• [Passage provided]:
_ _ _
Windows Server 2008 R2 SP1 install breaks RDP

After installing Service Pack 1 via windows update on a Windows Server 2008 R2 machine the other day, I discovered that I could no longer use remote desktop connection to access the server remotely. At first I wasn’t sure if the whole service pack installation was botched, but further testing revealed that all other functions of this server were operating normally. A quick google search showed that I was not alone in experiencing this problem, in fact there is enough information out there to solve this without another blog post from yours truly, but there is a bit of conflicting information so I thought I would document my experience to hopefully help others.

The problem manifests itself like this:

You try to RDP the affected server and it goes through the enitre logon process, and just when you think it is going to fire up the remote desktop it bombs out. An event was logged in the application log in my case event 4005 with a source of Winlogon, stating ‘The Windows logon process has terminated unexpectedly’ (shown below), although I have read of slightly different errors on other blog posts. Checking the Terminal Services logs indicate that the logon has completed successfully.

Event 4005 Source Winlogon after Service Pack 1 install on Windows Server 2008 R2

This situation it turns out, occurs when both KB2621440 and KB2667402 are applied to a system before Service Pack 1 is applied, as they effectively leave some of the RDP DLL files out of sync, specifically rdpcorekmts.dll. Now, alot of the posts I read online stated that you simply needed to uninstall the KB2777402 update, reboot, and then reapply it to solve this problem. I tried this first and it did not work. Various posts also stated that RDP started working after the removal of this patch, again this was not the case for me although I am sure it is correct in some cases.

So the fix I used in the end was this:

Firstly I uninstalled both KB2621440 and KB2667402 via Control Panel, Uninstall a Program, View Installed Updates, and then rebooted the server. I expected the DLLs to be set back to a working state at this point but this was not the case. Luckily in my case I had physical access to the server. Other posts state that the two updates can be uninstalled remotely using the following commands if you do not have that luxury:

wmic /node:<SERVER> /user:<USER> process call create “powershell wusa /uninstall /kb:2667402 /quiet /forcerestart”
_ _ _
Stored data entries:
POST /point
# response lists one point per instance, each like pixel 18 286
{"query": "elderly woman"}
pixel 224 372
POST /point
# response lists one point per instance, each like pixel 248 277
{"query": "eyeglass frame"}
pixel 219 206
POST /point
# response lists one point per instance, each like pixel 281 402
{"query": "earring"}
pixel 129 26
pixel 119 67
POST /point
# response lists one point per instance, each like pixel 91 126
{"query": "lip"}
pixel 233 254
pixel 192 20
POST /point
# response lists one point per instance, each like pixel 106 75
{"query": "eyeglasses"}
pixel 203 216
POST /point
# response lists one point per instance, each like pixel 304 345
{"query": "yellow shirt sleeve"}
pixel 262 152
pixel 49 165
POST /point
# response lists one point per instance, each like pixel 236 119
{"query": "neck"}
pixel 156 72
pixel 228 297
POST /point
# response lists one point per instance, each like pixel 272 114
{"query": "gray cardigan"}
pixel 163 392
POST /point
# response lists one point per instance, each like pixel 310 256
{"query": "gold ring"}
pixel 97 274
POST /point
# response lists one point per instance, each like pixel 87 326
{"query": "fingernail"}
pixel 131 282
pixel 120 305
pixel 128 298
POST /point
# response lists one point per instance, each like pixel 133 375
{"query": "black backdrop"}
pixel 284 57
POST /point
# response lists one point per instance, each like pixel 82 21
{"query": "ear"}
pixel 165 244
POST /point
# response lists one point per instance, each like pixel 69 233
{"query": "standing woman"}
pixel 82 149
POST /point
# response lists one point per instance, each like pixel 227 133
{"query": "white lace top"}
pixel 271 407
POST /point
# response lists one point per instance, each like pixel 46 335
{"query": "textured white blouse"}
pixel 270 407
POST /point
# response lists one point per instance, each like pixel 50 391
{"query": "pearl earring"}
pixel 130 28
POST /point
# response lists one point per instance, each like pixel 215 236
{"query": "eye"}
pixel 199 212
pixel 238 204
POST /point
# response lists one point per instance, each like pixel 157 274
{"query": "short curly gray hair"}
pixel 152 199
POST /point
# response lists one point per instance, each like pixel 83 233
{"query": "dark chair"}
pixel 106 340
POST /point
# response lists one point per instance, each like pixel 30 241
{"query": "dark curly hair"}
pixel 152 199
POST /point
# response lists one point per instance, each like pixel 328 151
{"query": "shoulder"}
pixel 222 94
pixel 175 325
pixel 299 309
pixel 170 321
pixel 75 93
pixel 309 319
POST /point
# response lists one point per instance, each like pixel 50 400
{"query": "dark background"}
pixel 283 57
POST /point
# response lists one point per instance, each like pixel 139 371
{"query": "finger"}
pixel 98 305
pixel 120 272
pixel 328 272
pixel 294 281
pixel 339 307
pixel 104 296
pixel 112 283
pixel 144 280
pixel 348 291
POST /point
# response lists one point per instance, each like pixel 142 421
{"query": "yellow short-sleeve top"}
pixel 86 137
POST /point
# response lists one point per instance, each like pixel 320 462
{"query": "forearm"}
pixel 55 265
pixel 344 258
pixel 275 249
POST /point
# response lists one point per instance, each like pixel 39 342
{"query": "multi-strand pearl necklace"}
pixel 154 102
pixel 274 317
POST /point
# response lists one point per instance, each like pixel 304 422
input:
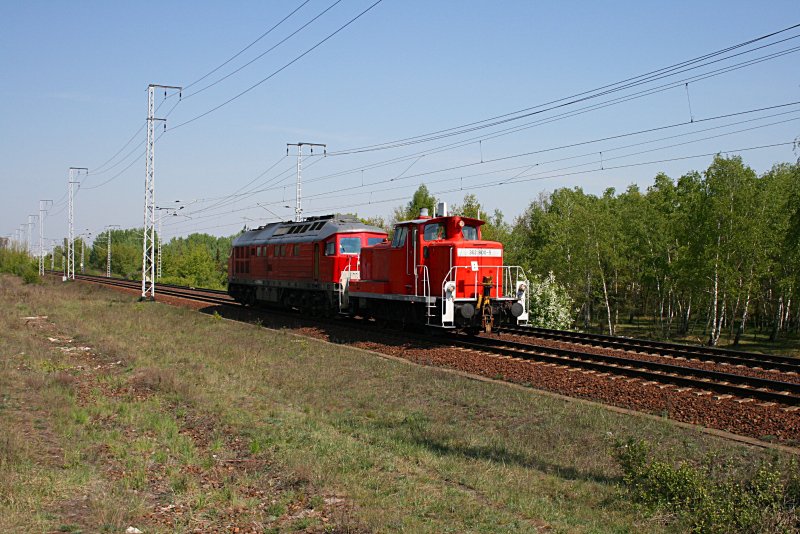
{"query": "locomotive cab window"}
_ _ _
• [What to work on]:
A - In the post about Service Pack 1 breaking remote desktop, list the places in the Windows interface that the author went through to uninstall the two updates.
B - From the post about Service Pack 1 breaking remote desktop, extract the passage that begins at the words "After installing Service" and stops after "hopefully help others.".

• [Written responses]:
A -
Control Panel
Uninstall a Program
View Installed Updates

B -
After installing Service Pack 1 via windows update on a Windows Server 2008 R2 machine the other day, I discovered that I could no longer use remote desktop connection to access the server remotely. At first I wasn’t sure if the whole service pack installation was botched, but further testing revealed that all other functions of this server were operating normally. A quick google search showed that I was not alone in experiencing this problem, in fact there is enough information out there to solve this without another blog post from yours truly, but there is a bit of conflicting information so I thought I would document my experience to hopefully help others.